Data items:
# # #

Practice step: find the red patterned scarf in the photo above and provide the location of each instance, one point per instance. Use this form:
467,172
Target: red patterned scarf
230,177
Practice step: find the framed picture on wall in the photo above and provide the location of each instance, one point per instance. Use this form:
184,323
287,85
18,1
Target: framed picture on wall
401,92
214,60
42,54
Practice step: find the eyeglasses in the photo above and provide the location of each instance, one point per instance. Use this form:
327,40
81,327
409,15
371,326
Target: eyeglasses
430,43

# # #

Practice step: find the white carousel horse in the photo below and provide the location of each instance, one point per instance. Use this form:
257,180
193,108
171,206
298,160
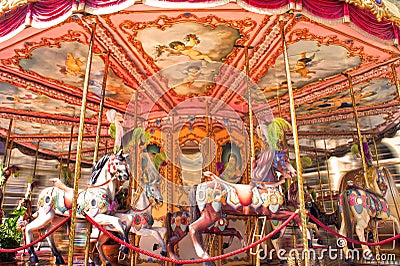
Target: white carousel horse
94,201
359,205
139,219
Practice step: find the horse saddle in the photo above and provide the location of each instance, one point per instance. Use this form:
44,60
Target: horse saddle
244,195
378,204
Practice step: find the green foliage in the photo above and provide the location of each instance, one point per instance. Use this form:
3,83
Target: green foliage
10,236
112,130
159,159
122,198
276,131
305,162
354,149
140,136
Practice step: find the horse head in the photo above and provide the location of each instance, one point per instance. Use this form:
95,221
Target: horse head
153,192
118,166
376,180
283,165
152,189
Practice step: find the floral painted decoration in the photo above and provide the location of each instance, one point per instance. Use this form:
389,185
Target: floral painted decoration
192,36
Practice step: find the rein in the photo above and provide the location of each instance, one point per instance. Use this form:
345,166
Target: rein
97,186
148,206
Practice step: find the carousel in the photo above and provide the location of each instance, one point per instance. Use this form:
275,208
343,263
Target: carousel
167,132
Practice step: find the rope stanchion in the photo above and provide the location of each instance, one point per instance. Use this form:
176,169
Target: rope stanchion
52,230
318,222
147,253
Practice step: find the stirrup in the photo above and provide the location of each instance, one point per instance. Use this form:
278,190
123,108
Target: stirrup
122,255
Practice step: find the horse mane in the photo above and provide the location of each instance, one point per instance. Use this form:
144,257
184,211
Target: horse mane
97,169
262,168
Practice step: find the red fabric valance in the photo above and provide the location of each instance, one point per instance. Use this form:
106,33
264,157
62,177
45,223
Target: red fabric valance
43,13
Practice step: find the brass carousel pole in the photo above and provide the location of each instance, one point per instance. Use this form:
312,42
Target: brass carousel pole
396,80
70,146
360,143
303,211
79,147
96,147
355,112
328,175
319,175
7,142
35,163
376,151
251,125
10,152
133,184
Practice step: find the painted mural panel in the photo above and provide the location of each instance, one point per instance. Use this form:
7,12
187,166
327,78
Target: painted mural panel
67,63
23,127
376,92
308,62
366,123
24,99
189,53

# # #

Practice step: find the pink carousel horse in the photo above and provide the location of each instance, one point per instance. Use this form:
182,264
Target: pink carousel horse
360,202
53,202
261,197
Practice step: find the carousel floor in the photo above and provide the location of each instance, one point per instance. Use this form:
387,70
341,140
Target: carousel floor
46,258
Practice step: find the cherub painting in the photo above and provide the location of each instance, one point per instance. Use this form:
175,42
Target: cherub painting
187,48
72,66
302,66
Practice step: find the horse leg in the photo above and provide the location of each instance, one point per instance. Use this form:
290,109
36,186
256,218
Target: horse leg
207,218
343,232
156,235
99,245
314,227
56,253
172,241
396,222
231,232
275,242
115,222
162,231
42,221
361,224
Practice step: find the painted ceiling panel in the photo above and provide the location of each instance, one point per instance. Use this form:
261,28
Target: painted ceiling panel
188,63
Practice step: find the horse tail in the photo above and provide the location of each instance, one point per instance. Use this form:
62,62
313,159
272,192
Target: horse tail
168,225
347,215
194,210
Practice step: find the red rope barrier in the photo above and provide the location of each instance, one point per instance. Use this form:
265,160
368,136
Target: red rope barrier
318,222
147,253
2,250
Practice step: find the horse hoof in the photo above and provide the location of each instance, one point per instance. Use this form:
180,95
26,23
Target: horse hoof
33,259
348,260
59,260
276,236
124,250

# # #

WRITTEN EXERCISE ▸ How many lines in the records above contain the string "fabric"? Case counts. Reply with the number alone.

CORRECT RESULT ▸ 2